(Collection entries)
::::
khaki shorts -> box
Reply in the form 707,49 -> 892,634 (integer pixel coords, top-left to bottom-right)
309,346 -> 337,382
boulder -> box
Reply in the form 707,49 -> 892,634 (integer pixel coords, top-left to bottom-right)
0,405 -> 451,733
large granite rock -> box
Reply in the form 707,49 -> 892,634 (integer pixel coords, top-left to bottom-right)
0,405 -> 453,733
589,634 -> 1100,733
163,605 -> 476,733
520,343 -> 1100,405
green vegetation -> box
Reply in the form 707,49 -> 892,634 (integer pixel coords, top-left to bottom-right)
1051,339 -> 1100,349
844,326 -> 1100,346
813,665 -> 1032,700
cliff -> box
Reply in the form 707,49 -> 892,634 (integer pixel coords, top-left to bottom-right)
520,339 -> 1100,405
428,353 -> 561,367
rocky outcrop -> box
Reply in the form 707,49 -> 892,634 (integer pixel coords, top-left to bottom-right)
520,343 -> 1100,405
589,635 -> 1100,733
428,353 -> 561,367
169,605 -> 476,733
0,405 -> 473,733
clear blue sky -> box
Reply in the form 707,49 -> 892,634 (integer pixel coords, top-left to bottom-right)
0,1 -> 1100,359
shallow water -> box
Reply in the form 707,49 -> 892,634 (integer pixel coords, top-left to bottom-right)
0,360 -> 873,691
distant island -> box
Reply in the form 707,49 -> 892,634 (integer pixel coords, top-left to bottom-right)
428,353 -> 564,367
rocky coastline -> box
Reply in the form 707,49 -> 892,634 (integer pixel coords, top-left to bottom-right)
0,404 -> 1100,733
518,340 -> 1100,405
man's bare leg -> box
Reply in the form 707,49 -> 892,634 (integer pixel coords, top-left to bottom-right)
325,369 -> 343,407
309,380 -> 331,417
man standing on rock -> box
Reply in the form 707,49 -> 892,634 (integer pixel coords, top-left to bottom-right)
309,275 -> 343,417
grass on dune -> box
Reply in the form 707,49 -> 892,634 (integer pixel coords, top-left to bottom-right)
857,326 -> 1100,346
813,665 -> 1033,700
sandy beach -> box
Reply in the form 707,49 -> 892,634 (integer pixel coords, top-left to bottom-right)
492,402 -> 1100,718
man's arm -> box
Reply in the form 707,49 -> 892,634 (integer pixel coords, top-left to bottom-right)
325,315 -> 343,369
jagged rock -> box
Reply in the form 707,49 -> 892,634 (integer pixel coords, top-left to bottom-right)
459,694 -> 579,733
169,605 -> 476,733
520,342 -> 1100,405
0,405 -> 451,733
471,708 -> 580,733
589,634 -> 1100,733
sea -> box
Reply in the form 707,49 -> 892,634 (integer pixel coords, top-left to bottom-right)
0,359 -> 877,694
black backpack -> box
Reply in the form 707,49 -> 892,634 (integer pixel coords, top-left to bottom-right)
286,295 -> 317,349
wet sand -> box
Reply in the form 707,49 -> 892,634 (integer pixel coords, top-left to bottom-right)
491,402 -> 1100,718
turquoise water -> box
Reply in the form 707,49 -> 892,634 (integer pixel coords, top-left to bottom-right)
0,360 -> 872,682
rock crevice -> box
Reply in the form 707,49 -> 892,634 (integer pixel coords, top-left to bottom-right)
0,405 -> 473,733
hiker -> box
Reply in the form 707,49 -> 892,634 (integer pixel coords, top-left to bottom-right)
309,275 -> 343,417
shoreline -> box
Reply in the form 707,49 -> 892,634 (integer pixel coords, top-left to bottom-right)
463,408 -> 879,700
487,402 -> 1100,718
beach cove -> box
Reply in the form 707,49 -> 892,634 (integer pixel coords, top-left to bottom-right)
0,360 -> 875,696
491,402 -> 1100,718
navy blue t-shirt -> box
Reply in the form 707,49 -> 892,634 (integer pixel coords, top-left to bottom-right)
::::
▶ [Goal]: Rewrite the material starting at the line containing "jagged rock -> box" and ending at the line containing "286,295 -> 317,349", switching "black backpack" to "dark backpack" and keeping every other part the same.

▶ [The reply]:
jagged rock -> box
Reply in the form 707,49 -> 892,634 (integer pixel coords, top-left to bottom-right)
459,694 -> 579,733
169,605 -> 476,733
520,342 -> 1100,405
0,405 -> 451,733
471,708 -> 580,733
589,634 -> 1100,733
sea -> box
Reply in the form 707,49 -> 892,634 (integer pixel coords, top-left to bottom-right)
0,359 -> 877,694
dark backpack -> box
Reply in the form 707,49 -> 892,634 (integer pixel coords, top-left to bottom-right)
286,295 -> 317,349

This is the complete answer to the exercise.